• 來源
446. Arithmetic Slices II - Subsequence
- Hardness: \(\color{red}\textsf{Hard}\)
- Ralated Topics:
Array、Dynamic Programming
一、題目
Given an integer array nums, return the number of all the arithmetic subsequences of nums.
A sequence of numbers is called arithmetic if it consists of at least three elements and if the difference between any two consecutive elements is the same.
- For example,
[1, 3, 5, 7, 9],[7, 7, 7, 7], and[3, -1, -5, -9]are arithmetic sequences. - For example,
[1, 1, 2, 5, 7]is not an arithmetic sequence. A subsequence of an array is a sequence that can be formed by removing some elements (possibly none) of the array. - For example,
[2,5,10]is a subsequence of[1,2,1,2,4,1,5,10]. The test cases are generated so that the answer fits in 32-bit integer.
Example 1:
- Input: [2,4,6,8,10]
- Output: 7
- Explanation: All arithmetic subsequence slices are:
[2,4,6]
[4,6,8]
[6,8,10]
[2,4,6,8]
[4,6,8,10]
[2,4,6,8,10]
[2,6,10]
Example 2:
- Input: [7,7,7,7,7]
- Output: 16
- Explanation: Any subsequence of this array is arithmetic.
Constraints:
- 1 <= nums.length <= 1000
- -2^31 <= nums[i] <= 2^31 - 1
二、分析
- 定義
dp[i][j]為索引為i,且間隔為j時的子序列個數。 - 由於間隔可能或大或小,故改用
Hash Map記錄,故我們使用vector<unordered_map<int,int>> dp(n) - 注意數值的範圍,故
target = nums[j] - diff若超出範圍,需要剔除。
三、解題
1. DP
- Time complexity: \(O(n^2)\)
- Space complexity: \(O(n)\)
int numberOfArithmeticSlices(vector<int>& nums) {
int n = nums.size();
int res = 0;
vector<unordered_map<int,long long>> dp(n); // dp[index][diff]
for (int i = 2; i < n; i++) {
unordered_map<int,int> map;
for (int j = 0; j < i; j++) {
long long diff = (long long)nums[i] - (long long)nums[j];
long long target = nums[j] - diff; // check target is in the range
if (target >= INT_MIN && target <= INT_MAX){
if (map.count(target)) dp[i][diff] += map[target]; // 三個一組的子序列
if (dp[j].count(diff)) dp[i][diff] += dp[j][diff]; // 三個以上的子序列
}
map[nums[j]]++;
}
}
for (int i = 0; i < n; i++) {
for (auto m : dp[i]) {
res += m.second;
}
}
return res;
}

• 待解問題
在這篇題解「三、解題」的 DP 做法中,時間複雜度是多少?

(物件出現位置的資料集清單)
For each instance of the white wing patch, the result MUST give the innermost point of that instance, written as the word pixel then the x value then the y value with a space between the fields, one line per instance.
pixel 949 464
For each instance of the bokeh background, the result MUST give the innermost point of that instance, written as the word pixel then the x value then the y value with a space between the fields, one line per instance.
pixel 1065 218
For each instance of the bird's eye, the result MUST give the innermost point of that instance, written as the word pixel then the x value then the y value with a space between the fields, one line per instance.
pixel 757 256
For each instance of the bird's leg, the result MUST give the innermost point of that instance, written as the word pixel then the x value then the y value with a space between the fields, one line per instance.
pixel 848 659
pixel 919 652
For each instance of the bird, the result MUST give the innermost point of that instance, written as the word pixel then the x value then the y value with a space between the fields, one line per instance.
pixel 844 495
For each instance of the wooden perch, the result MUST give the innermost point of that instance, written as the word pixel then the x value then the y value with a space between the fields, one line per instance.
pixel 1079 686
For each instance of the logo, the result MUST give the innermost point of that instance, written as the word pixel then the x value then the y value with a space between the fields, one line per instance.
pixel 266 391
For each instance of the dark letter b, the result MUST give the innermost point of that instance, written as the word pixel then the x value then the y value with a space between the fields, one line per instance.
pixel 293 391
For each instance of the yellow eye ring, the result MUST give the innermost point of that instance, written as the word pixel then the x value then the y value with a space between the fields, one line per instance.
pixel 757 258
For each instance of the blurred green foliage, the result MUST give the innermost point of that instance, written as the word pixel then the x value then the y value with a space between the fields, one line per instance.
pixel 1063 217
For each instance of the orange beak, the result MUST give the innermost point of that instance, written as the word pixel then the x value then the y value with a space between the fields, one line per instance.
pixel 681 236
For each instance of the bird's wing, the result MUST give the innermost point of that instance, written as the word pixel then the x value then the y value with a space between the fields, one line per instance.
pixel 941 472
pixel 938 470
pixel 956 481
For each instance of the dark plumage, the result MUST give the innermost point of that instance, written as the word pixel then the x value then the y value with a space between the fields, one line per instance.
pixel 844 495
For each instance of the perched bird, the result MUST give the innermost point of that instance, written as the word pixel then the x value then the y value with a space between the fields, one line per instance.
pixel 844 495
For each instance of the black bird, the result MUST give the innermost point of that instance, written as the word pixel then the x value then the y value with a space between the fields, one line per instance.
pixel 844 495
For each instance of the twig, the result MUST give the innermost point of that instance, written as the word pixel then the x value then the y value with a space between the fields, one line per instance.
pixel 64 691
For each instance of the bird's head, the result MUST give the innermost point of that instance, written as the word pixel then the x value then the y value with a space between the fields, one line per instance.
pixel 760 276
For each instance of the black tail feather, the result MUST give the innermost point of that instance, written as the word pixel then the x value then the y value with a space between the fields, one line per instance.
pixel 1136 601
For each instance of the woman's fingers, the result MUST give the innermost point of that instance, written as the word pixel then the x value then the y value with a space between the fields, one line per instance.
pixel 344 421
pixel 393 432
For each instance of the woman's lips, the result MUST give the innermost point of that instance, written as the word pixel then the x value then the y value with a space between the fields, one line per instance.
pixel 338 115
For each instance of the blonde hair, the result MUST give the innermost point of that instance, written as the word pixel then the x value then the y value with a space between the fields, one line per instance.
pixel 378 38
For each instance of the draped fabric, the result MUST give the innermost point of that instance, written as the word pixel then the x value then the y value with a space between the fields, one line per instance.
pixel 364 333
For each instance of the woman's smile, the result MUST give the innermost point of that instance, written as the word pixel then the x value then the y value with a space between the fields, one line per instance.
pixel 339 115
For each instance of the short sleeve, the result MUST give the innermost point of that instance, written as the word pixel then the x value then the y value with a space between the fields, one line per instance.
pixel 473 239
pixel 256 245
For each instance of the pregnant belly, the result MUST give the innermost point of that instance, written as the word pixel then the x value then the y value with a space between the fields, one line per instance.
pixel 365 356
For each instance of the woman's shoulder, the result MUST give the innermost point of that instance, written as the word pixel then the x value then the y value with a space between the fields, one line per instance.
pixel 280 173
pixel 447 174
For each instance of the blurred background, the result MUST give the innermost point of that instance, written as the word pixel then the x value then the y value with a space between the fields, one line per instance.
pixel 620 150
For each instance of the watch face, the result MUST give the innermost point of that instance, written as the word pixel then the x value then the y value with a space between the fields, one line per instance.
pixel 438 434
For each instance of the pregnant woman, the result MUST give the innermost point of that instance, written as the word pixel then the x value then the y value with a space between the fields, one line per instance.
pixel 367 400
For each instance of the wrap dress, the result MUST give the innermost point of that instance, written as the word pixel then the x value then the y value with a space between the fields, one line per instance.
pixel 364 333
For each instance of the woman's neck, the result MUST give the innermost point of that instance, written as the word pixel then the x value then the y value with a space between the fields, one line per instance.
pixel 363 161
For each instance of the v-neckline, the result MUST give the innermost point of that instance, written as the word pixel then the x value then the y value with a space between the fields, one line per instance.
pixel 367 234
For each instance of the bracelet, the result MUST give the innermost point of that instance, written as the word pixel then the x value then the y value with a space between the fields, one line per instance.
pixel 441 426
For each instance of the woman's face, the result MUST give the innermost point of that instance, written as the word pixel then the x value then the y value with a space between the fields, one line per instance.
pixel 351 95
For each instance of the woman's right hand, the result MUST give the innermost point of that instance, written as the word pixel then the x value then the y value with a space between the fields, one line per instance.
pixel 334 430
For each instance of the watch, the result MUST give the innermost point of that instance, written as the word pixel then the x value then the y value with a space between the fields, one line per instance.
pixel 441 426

• 問題解答
O(n^2)